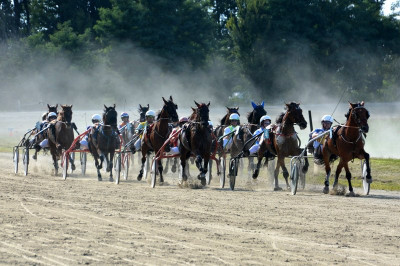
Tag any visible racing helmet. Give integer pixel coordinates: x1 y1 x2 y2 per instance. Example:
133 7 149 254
92 114 102 122
179 117 189 123
47 112 57 119
321 115 334 123
229 113 240 121
260 115 271 124
146 110 156 117
121 112 129 118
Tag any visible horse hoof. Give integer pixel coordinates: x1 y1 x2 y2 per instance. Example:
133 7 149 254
109 177 114 182
200 178 206 186
32 154 37 160
252 172 258 179
302 165 309 174
346 191 357 197
274 187 283 191
71 164 76 171
171 166 177 173
98 177 102 181
323 186 329 194
137 175 142 181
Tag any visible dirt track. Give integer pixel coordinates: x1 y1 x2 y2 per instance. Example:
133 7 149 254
1 152 400 265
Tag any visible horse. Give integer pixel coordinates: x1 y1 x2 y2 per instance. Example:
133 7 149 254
179 101 212 186
322 101 370 195
88 104 119 181
253 102 309 190
47 105 75 175
137 96 179 183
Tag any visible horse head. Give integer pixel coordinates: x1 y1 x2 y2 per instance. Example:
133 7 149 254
194 101 210 127
248 101 266 124
47 104 58 114
226 106 240 116
60 105 73 124
138 104 149 122
161 96 179 122
103 104 118 128
284 102 307 129
346 101 370 133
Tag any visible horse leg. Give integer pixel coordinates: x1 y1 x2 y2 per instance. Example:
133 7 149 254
302 148 309 173
69 153 76 171
108 152 114 182
93 155 102 181
171 157 177 173
137 149 146 181
363 150 372 181
51 150 59 175
273 157 283 191
322 149 331 194
158 159 164 183
195 155 206 185
281 164 290 190
180 152 188 181
344 162 355 196
252 156 263 179
333 159 344 190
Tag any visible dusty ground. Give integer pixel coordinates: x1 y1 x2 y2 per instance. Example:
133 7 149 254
1 152 400 265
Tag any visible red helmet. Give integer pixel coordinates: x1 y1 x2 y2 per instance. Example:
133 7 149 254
179 117 189 123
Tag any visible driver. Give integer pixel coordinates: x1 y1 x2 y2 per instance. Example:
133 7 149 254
308 115 334 160
222 113 240 151
130 110 155 153
247 115 271 156
79 114 102 150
□ □ □ □ □
--- Exercise details ---
Everything in the data above should be set down again exactly, except the pictures.

--- Response area ---
Tag any visible racing helmet. Give integer pixel coordinates: x1 y1 x2 y2 per instance. Example:
133 7 149 254
92 114 102 122
179 117 189 123
47 112 57 119
321 115 334 123
229 113 240 121
260 115 271 124
146 110 156 117
121 112 129 118
Tag any visible horse hoof. Give integer pixel coordinates: x1 y1 x2 y2 per instance. Example:
133 7 149 254
109 177 114 182
200 178 206 186
32 154 37 160
252 172 258 179
302 165 309 174
346 191 357 197
274 187 283 191
71 164 76 171
171 166 177 173
98 177 102 181
323 186 329 194
137 175 142 181
Tag any visible dirt track. Give integer pixel coordinates: x1 y1 x2 y2 per instance. Example:
133 7 149 254
1 152 400 265
Tag any visible horse. Give integer pixel coordinates: x1 y1 x2 y2 per instance. Example:
133 7 149 254
179 101 212 186
322 101 370 195
88 104 119 181
253 102 309 190
47 105 75 175
137 96 179 183
Tag any visible horse head. Give integer pixel coordinates: x1 y1 x2 y2 per instance. Example:
133 7 149 254
194 101 210 127
248 101 266 124
47 104 58 114
226 106 240 116
60 105 73 124
138 104 149 122
161 96 179 122
103 104 118 128
284 102 307 129
346 101 370 133
Tag any visible horse leg. Give integer pixel coordinates: x1 y1 x2 y2 per instance. Example:
133 7 149 254
302 148 309 173
69 153 76 171
108 152 114 182
93 155 102 181
171 157 177 173
137 149 146 181
363 150 372 181
51 150 59 175
273 157 283 191
322 149 331 194
158 159 164 183
195 155 206 185
281 164 290 190
180 152 188 181
344 162 355 196
252 156 263 179
333 159 344 190
Tag any visible dusty ground. Give integer pixel coordinates: x1 y1 x2 y2 per instance. Example:
133 7 149 254
1 152 400 265
Tag any visible red helmet. Give integer pixel coordinates: x1 y1 x2 y2 per instance. Example:
133 7 149 254
179 117 189 123
Tag any visible driver. Give integer pixel coordinates: x1 y1 x2 y2 per instance. Example:
133 7 149 254
308 115 334 160
222 113 240 151
130 110 155 153
247 115 271 156
79 114 102 150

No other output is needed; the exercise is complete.